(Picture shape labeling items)
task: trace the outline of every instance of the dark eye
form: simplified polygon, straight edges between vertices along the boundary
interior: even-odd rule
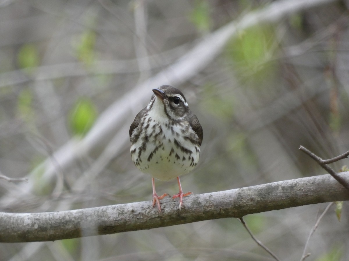
[[[180,101],[180,98],[179,97],[174,97],[173,98],[173,102],[174,104],[178,104]]]

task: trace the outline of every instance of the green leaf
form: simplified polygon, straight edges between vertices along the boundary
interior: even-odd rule
[[[33,95],[29,89],[24,89],[20,93],[17,98],[17,114],[27,123],[33,120]]]
[[[337,246],[333,247],[328,252],[316,259],[315,261],[338,261],[341,260],[342,251]]]
[[[272,59],[277,45],[274,29],[268,25],[256,26],[240,32],[229,41],[224,57],[233,65],[238,79],[253,81],[252,86],[271,78],[277,71],[277,63]],[[277,86],[277,85],[273,85]]]
[[[77,251],[80,241],[80,238],[70,238],[63,239],[61,242],[68,252],[74,254]]]
[[[18,66],[22,69],[31,69],[37,67],[40,64],[40,59],[35,46],[25,44],[22,46],[18,52],[17,62]]]
[[[349,168],[348,168],[348,166],[346,165],[343,165],[341,168],[341,169],[339,170],[339,172],[343,172],[344,171],[349,171]]]
[[[88,67],[91,66],[95,59],[96,39],[96,33],[87,30],[82,33],[74,44],[77,58]]]
[[[210,7],[207,1],[197,0],[195,1],[190,20],[199,31],[205,33],[209,31],[211,24],[209,13]]]
[[[343,201],[336,201],[334,203],[336,204],[336,215],[338,221],[340,222],[341,217],[342,216],[342,209],[343,206]]]
[[[90,100],[79,99],[69,113],[70,125],[73,134],[84,135],[93,125],[97,116],[97,109]]]

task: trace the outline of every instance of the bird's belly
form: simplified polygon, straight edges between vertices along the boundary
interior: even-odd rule
[[[163,136],[165,139],[149,138],[145,149],[141,149],[144,142],[142,139],[131,147],[132,160],[138,169],[164,181],[190,172],[196,166],[200,154],[197,145],[180,136],[168,137],[166,134]]]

** The request **
Rescale the items from the line containing "task: trace the outline of every instance of the bird's" through the end of the items, both ends included. Write those lines out again with their requests, multiplying every polygon vertex coordinate in the answers by 0.8 and rounding to whole numbers, with halves rounded up.

** Written solution **
task: trace the outline of every instance of the bird's belly
form: simplified polygon, straight edges between vertices along the boundary
interior: even-odd rule
[[[130,109],[132,111],[119,110],[116,119],[113,119],[115,114],[114,111],[105,118],[106,128],[110,135],[131,145],[152,138],[157,133],[160,123],[158,116],[144,109],[134,110],[133,107]]]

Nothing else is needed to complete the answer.